- [DESCRIPTION OF THE TASK] If a line in the data below includes the string "jockey", please return a copy of it.

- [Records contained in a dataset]
# # # # #

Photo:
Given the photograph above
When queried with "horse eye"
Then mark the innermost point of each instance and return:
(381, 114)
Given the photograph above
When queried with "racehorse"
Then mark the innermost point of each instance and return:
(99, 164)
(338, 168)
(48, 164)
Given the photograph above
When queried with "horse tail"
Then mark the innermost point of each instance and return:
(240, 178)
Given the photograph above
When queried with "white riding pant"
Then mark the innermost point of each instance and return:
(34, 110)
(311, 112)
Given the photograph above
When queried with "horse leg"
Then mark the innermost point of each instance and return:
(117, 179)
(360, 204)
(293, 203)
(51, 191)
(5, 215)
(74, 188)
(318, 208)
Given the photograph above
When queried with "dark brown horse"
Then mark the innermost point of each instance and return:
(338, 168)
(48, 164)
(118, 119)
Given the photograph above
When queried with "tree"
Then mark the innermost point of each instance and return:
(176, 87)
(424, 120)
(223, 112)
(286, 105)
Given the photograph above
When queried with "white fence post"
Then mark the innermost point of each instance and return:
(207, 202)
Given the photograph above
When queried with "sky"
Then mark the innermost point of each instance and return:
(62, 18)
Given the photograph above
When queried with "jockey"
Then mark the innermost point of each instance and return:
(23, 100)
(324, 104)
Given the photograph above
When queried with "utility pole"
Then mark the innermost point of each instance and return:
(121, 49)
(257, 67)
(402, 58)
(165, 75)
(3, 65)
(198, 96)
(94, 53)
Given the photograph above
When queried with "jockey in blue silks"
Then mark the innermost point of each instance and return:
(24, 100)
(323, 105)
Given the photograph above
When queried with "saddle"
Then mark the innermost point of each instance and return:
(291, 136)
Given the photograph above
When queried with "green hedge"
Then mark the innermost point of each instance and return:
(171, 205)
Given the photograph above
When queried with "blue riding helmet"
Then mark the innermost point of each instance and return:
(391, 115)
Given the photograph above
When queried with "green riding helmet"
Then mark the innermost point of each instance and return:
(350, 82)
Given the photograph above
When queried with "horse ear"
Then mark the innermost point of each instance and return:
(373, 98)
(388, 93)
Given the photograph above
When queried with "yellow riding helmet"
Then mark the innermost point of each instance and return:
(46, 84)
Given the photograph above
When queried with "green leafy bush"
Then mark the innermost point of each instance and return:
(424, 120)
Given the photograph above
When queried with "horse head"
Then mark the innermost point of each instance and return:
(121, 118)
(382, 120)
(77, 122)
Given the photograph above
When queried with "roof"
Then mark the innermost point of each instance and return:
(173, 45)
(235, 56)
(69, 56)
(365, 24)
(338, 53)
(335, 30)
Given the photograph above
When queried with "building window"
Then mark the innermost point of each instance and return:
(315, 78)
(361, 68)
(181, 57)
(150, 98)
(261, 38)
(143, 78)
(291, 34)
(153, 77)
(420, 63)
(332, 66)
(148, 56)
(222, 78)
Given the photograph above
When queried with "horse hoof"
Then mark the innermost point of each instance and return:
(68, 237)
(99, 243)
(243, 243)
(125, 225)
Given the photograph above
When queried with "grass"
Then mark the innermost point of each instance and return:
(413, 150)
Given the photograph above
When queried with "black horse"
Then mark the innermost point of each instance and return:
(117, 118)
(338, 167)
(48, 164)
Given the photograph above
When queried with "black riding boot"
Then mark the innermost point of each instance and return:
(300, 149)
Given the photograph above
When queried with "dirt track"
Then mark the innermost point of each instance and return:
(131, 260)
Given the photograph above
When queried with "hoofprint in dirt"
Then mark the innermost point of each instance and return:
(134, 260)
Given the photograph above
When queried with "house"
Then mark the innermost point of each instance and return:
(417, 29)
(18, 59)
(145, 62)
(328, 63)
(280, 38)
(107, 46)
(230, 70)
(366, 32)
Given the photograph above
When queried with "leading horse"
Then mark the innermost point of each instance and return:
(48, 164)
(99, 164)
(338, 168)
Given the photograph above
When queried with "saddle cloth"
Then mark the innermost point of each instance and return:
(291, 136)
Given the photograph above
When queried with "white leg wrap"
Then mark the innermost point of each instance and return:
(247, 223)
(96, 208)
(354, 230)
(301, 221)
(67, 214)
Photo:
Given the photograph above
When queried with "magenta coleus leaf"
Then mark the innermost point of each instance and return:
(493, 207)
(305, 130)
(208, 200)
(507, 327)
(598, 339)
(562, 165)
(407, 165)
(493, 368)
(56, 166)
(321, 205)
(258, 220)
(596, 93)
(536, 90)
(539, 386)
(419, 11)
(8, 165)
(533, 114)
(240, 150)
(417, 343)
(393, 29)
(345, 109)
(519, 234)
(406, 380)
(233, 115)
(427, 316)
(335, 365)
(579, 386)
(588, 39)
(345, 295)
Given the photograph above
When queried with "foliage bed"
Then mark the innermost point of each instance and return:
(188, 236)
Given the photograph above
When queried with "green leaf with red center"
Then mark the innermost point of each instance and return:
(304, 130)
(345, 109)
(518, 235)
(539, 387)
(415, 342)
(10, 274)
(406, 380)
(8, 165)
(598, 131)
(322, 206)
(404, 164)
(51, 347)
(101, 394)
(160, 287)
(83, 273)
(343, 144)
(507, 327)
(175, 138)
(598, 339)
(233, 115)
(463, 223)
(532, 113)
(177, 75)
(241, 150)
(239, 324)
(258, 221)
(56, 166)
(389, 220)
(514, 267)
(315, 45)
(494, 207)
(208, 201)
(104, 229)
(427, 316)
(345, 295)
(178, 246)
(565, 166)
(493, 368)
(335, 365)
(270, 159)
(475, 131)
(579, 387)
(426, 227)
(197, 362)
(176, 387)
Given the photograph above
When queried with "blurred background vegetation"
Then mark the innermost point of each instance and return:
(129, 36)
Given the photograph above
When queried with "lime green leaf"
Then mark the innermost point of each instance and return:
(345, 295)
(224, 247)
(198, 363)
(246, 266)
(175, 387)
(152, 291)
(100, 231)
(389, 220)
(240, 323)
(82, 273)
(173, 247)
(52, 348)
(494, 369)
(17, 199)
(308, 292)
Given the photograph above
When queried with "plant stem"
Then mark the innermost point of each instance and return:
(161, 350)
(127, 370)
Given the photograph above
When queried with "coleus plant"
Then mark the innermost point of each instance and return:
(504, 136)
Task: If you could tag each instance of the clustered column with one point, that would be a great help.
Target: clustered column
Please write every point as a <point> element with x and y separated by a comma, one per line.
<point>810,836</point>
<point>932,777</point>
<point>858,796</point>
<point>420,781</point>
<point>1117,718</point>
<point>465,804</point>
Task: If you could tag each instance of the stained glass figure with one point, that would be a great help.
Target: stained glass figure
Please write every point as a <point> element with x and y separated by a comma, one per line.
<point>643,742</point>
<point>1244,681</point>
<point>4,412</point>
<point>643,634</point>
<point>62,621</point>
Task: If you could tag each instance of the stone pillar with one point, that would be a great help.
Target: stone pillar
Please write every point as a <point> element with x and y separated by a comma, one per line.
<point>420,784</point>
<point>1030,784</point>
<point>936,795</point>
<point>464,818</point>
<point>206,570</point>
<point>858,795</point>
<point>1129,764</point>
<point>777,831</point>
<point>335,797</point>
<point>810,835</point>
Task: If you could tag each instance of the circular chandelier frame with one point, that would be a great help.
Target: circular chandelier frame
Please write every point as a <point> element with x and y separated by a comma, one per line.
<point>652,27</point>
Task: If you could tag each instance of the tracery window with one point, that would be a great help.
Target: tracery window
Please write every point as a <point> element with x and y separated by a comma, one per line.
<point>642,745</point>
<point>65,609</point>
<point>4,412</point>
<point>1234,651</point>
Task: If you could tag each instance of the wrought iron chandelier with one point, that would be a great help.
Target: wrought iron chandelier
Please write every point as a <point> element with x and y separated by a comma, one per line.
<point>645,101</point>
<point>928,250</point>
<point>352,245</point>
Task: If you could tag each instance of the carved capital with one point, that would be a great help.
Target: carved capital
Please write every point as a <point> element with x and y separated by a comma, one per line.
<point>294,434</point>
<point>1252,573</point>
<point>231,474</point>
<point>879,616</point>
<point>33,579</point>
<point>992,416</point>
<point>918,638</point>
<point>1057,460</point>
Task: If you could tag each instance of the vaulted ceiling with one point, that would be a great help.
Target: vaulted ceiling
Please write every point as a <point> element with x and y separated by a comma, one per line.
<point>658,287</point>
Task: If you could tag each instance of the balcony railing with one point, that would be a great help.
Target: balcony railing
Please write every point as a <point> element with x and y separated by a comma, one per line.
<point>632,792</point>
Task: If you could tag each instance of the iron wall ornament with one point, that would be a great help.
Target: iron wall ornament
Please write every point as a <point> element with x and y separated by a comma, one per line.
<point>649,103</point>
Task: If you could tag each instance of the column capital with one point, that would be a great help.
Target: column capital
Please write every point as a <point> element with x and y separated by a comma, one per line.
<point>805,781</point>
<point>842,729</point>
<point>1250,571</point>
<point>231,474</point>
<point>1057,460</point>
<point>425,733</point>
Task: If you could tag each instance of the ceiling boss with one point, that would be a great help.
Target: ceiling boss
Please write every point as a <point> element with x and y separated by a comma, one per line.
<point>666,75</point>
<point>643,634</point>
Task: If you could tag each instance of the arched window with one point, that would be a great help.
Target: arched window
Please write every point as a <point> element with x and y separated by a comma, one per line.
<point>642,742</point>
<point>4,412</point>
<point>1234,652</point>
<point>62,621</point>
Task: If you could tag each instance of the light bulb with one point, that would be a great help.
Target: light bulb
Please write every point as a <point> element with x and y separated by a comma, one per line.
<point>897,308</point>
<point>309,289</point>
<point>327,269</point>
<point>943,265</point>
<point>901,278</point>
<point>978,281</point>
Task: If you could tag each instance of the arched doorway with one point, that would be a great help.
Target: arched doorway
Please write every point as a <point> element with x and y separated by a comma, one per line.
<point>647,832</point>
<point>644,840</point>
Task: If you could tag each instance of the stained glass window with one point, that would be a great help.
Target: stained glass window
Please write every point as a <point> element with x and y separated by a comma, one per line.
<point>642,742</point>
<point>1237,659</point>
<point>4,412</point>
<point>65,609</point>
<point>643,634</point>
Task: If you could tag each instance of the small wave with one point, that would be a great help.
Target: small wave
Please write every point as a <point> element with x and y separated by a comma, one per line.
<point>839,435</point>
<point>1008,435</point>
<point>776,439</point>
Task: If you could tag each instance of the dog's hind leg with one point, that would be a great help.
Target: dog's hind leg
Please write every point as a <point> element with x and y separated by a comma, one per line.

# # # # #

- [TASK ANSWER]
When queried with "jockey"
When queried with "jockey in blue silks"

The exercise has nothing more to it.